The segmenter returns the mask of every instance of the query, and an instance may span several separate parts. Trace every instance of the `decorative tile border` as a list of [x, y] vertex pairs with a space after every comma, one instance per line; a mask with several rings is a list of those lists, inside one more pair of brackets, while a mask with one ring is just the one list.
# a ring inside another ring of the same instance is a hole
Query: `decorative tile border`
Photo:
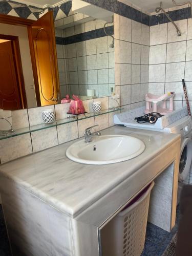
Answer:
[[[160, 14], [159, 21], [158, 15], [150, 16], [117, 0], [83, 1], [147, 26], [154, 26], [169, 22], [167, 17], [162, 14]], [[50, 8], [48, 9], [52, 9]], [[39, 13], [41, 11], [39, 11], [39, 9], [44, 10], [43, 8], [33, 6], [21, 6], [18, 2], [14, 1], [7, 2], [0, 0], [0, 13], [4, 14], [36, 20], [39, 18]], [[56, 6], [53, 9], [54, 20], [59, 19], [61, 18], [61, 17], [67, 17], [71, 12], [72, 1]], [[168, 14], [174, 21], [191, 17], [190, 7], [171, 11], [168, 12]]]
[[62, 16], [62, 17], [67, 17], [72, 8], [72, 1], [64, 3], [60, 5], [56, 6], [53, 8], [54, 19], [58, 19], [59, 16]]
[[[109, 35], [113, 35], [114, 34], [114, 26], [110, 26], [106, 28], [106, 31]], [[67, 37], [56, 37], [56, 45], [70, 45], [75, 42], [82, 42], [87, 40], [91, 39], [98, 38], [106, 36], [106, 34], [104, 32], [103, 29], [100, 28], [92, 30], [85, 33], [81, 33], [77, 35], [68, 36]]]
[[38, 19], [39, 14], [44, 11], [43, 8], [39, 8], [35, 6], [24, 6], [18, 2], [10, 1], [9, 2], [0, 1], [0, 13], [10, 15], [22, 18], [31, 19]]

__________

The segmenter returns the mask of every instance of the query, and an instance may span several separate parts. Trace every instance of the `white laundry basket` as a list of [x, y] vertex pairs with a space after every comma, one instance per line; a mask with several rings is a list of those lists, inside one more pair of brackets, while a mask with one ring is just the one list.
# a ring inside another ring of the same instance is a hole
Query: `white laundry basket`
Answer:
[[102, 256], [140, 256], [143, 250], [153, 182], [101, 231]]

__________

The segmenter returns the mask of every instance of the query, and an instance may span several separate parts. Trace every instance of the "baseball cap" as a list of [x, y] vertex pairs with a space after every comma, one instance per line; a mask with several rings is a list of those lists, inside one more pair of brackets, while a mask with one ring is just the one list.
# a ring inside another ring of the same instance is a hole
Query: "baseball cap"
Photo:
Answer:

__________

*GIVEN EXERCISE:* Filter the lines above, keeping every line that contains the string "segmenter", with case counting.

*PROBLEM SOLUTION:*
The segmenter returns the mask of every instance of the query, and an instance may span several separate parts. Trace every instance of the `decorative tile border` as a list of [x, y] vertex pairs with a space after every comma, one instance per line; a mask with several rings is a list of those lists, inside one more pair of brackets, while a mask with one ring is just the one list.
The segmenter returns the mask of every instance of the query, and an instance may span several separate parts. Trace every instance of the `white laundry basket` as a list of [x, y] vertex pairs with a space after every comma, one instance per line; a mask with several rings is a list of those lists, inside one more pair of brackets, while a mask with one ring is just the one list.
The segmenter returns the mask of every instance of the query, and an instance may span several separate parts. Trace every instance of the "baseball cap" as a list of [x, y] vertex pairs with a space after every comma, one instance per line; a mask with several rings is a list of those lists, inside one more pair of brackets, while a mask with one ring is just the one list.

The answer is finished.